Source document:
★ ★ ★ ★ ★
Humor : Don’t ever show off for females without proper hydration

I blame women for this.

You and your so-called ‘standards.’ You’re so demanding. Every girl wants a guy who’s nice, smart and funny. Fine. But where do you get off making physical demands as well?

Sure, guys objectify women all the time. But we’re pigs. You’re better than that.

Unfortunately, it’s easier to meet women’s expectations than to change them. With that in mind, I went to the Ernie Davis Hall Fitness Center last week to sculpt my fluffy body into the mean, lean, loving machine I know it can be. Or, at the very least, I hoped to get people to stop confusing me with a pear.

Instead, I almost left in a stretcher.

The workout started like any other —I lifted some weights, ran on the treadmill for a little bit and then pretended to be injured for half an hour while I caught my breath.  

Of course, any workout is all for naught if you’re still squishy around the middle, so to end my gym session, I hopped on the inverted sit-ups bench for a few quick reps. As I diligently worked my keg of a gut into the six-pack I’ve always dreamed of, my abs seized up and sent a sharp pain through my entire midsection. I was cramping up.
★ ★ ★ ★ ★
Given material:
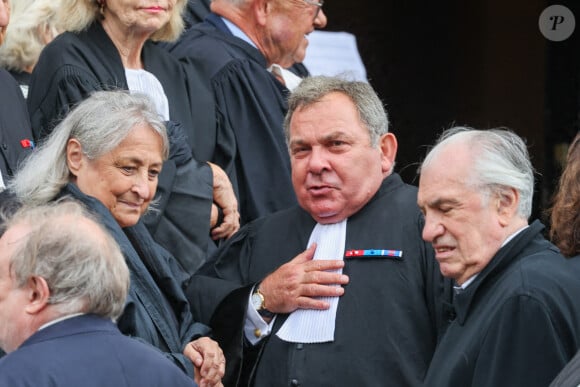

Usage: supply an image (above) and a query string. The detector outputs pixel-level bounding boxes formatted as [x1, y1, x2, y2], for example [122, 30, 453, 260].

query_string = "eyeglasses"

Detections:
[304, 0, 324, 19]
★ ★ ★ ★ ★
Set task:
Answer these questions from the humor column.
(a) What three qualities does the column say every girl wants in a guy?
(b) Which fitness center did the writer visit last week?
(c) What piece of equipment was the writer using when the cramp struck?

Task solution:
(a) Nice, smart and funny.
(b) The Ernie Davis Hall Fitness Center.
(c) The inverted sit-ups bench.